— begin SOURCE EXTRACT —
Correlations between the group means on the canonical variables and the group means on the covariates.

Pooled Within Canonical Structure

Partial correlations between the canonical variables and the covariates, adjusted for the group variable.

Class Means on Canonical Variables

Provides means across the levels of the group variable for each canonical variable.

Example of a Canonical 3D Plot

1. Select Help > Sample Data Library and open Owl Diet.jmp.

2. Select rows 180 through 294.

These are the rows for which species is missing. You will hide and exclude these rows.

3. Select Rows > Hide and Exclude.

4. Select Rows > Color or Mark by Column.

5. Select species.

6. From the Colors menu, select JMP Dark.

7. Check Make Window with Legend.

8. Click OK.

A small Legend window appears. The rows in the data table are assigned colors by species.

9. Select Analyze > Multivariate Methods > Discriminant.

10. Specify skull length, teeth row, palatine foramen, and jaw length as Y, Covariates.

11. Specify species as X, Categories.

12. Click OK.

13. Select Canonical 3D Plot from the Discriminant Analysis red triangle menu.

Tip: Click on categories in the Legend to highlight those points in the Canonical 3D plot. Click and drag inside the 3D plot to rotate it.

Figure 5.15 Canonical 3D Plot with Legend Window

Specify Priors

The following options are available for specifying priors:

Equal Probabilities

Assigns equal prior probabilities to all groups. This is the default.

Proportional to Occurrence

Assigns prior probabilities to the groups that are proportional to their frequency in the observed data.

Other

Enables you to specify custom prior probabilities.

Consider New Levels

Use the Consider New Levels option if you suspect that some of your observations are outliers with respect to the specified levels of the categorical variable. When you select the option, a menu asks you to specify the prior probability of the new level.

Observations that would be better fit using a new group are assigned to the new level, called “Other”. Probability of membership in the Other group assumes that these observations have the distribution of the entire set of observations where no group structure is assumed. This leads to correspondingly wide normal contours associated with the covariance structure. Distance calculations are adjusted by the specified prior probability.
— end SOURCE EXTRACT —
[TASKS AND EXERCISES]
1. Name each variable that the discriminant analysis excerpt specifies as Y, Covariates in its Canonical 3D Plot example.
2. Please extend the discriminant analysis excerpt, picking up after its final sentence.
— begin DATASET EXCERPT —
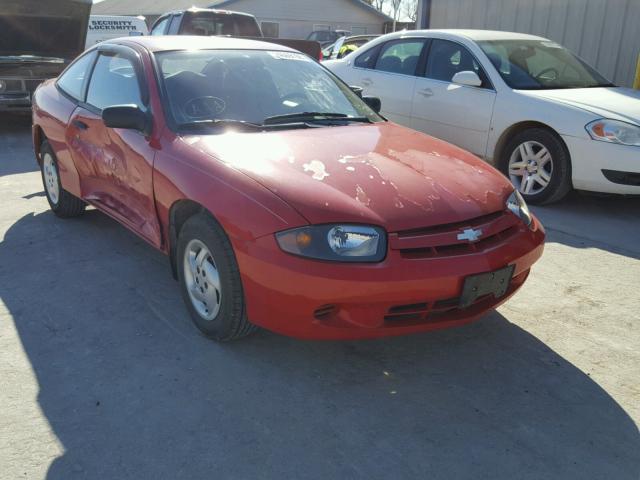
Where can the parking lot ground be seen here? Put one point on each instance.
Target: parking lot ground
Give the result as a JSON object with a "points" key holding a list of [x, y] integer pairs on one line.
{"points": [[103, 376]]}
— end DATASET EXCERPT —
[SOLVED TASKS]
1. skull length, teeth row, palatine foramen, jaw length

2.
Save Discrim Matrices

Save Discrim Matrices creates a global list (DiscrimResults) for use in the JMP scripting language. The list contains the following, calculated for the training set:

• YNames, a list of the covariates (Ys)

• XName, the categorical variable

• XValues, a list of the levels of X

• YMeans, a matrix of the means of the covariates by the levels of X

• YPartialCov, the within covariance matrix

Consider the analysis obtained using the Discriminant script in the Iris.jmp sample data table. If you select Save Discrim Matrices from the red triangle menu, the script Discrim Results is saved to the data table. The script is shown in Figure 5.16.

Figure 5.16 Discrim Results Table Script for Iris.jmp

Note: In a script, you can send the scripting command Get Discrim Matrices to the Discriminant platform object. This obtains the same values as Save Discrim Matrices, but does not store them in the data table.

Scatterplot Matrix

The Scatterplot Matrix command invokes the Scatterplot Matrix platform in a separate window containing a lower triangular scatterplot matrix for the covariates. Points are plotted for all observations in the data table.

Ellipses with 90% coverage are shown for each level of the categorical variable X. For the Linear discriminant method, these are based on the pooled within covariance matrix. Figure 5.17 shows the Scatterplot Matrix window for the Iris.jmp sample data table.

Figure 5.17 Scatterplot Matrix for Iris.jmp

The options in the report’s red triangle menu are described in the Essential Graphing book.

Validation in JMP and JMP Pro

In JMP, you can specify a validation set by excluding the rows that form the validation set. Select the rows that you want to use as your validation set and then select Rows > Exclude/Unexclude. The unexcluded rows are treated as the training set.

Note: In JMP Pro, you can specify a Validation column in the Discriminant launch window. A validation column must have a numeric data type and should contain at least two distinct values.

Notice the following:

• If the column contains two values, the smaller value defines the training set and the larger value defines the validation set.

• If the column contains three values, the values define the training, validation, and test sets in order of increasing size.

• If the column contains four or more distinct values, only the smallest three values and their associated observations are used to define the training, validation, and test sets, in that order.

When a validation set is specified, the Discriminant platform does the following:

• Models are fit using the training data.

• The Stepwise Variable Selection option gives the Validation Entropy RSquare and Validation Misclassification Rate statistics for the model. For details, see “Statistics” and “Entropy RSquare for Validation and Test Sets”.

• The Discriminant Scores report shows an indicator identifying rows in the validation and test sets.

• The Score Summaries report shows actual by predicted classifications for the training, validation, and test sets.

Technical Details

Description of the Wide Linear Algorithm

Wide Linear discriminant analysis is performed as follows:

• The data are standardized by subtracting group means and dividing by pooled standard deviations.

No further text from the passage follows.